◆ Trecho do texto ◆
Estive em Salvador no início de agosto e, a convite de dois antigos
amigos meus de lá, o Léo Ornellas e o Valdir Estrela, fui ver o “Sarau
Bem Black”, evento em que escritores, poetas, músicos e outros
praticantes da arte negros apresentam seus trabalhos no Bar Sankofa, no
Pelourinho, todas as quartas-feiras à noite.
– Este fenômeno da cultura de periferia tem crescido, a despeito de
um certo desprezo do “mundinho oficial da cultura”. A cultura negra
nasce como um grito contra a opressão – a capoeira, o candomblé, o samba
e, mais recentemente, o hip-hop. Não se trata apenas de uma expressão
simbólica de um punhado de “artistas” que se consideram iluminados. Mas
sim a luta pela resistência e existência como povo, a manutenção das
conexões com a ancestralidade e a proposição de alternativas.

◆ Enunciado escrito 1 ◆
Responda com base no trecho do texto:
(a) Em que local de Salvador fica o bar onde o sarau acontece?
(b) Que manifestações o texto diz que fazem a cultura negra nascer como um grito contra a opressão?
(c) Além da luta pela resistência e existência como povo, o que mais o texto atribui a essa cultura?

◆ Dados fornecidos ◆
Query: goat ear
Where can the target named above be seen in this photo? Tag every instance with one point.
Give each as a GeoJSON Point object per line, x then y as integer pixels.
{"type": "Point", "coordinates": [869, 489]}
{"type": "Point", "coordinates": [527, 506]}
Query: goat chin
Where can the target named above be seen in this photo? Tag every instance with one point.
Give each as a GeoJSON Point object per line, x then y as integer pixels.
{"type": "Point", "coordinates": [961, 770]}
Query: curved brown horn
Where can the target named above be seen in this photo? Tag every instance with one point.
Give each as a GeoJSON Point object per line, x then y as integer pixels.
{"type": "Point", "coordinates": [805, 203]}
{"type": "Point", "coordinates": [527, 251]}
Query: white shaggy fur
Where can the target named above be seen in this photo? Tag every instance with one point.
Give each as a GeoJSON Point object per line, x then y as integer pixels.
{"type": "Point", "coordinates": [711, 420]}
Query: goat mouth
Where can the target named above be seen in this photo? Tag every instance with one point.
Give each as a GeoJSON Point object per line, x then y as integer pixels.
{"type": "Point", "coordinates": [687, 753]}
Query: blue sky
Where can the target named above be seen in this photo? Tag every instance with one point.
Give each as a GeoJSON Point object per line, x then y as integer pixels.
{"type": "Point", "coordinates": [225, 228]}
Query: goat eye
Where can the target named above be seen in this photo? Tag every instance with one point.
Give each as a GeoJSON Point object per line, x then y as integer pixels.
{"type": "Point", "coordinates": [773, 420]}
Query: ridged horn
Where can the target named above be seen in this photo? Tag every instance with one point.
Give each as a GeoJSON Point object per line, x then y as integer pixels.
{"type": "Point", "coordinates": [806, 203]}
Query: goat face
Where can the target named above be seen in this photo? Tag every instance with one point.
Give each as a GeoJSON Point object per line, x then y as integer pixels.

◆ Enunciado escrito 2 ◆
Reescreva os registros desde a linha que contém "Query: goat chin", incluindo essa linha, até o fim deles. Mantenha os pedidos e acrescente 6 a cada número das coordenadas das respostas.

◆ Resposta escrita 1 ◆
(a) No Pelourinho.
(b) A capoeira, o candomblé, o samba e, mais recentemente, o hip-hop.
(c) A manutenção das conexões com a ancestralidade e a proposição de alternativas.

◆ Resposta escrita 2 ◆
Query: goat chin
Where can the target named above be seen in this photo? Tag every instance with one point.
Give each as a GeoJSON Point object per line, x then y as integer pixels.
{"type": "Point", "coordinates": [967, 776]}
Query: curved brown horn
Where can the target named above be seen in this photo? Tag every instance with one point.
Give each as a GeoJSON Point object per line, x then y as integer pixels.
{"type": "Point", "coordinates": [811, 209]}
{"type": "Point", "coordinates": [533, 257]}
Query: white shaggy fur
Where can the target named above be seen in this photo? Tag every instance with one point.
Give each as a GeoJSON Point object per line, x then y as integer pixels.
{"type": "Point", "coordinates": [717, 426]}
Query: goat mouth
Where can the target named above be seen in this photo? Tag every instance with one point.
Give each as a GeoJSON Point object per line, x then y as integer pixels.
{"type": "Point", "coordinates": [693, 759]}
Query: blue sky
Where can the target named above be seen in this photo? Tag every instance with one point.
Give each as a GeoJSON Point object per line, x then y as integer pixels.
{"type": "Point", "coordinates": [231, 234]}
Query: goat eye
Where can the target named above be seen in this photo? Tag every instance with one point.
Give each as a GeoJSON Point object per line, x then y as integer pixels.
{"type": "Point", "coordinates": [779, 426]}
Query: ridged horn
Where can the target named above be seen in this photo? Tag every instance with one point.
Give each as a GeoJSON Point object per line, x then y as integer pixels.
{"type": "Point", "coordinates": [812, 209]}
Query: goat face
Where can the target named above be seen in this photo? Tag every instance with one point.
Give each as a GeoJSON Point object per line, x then y as integer pixels.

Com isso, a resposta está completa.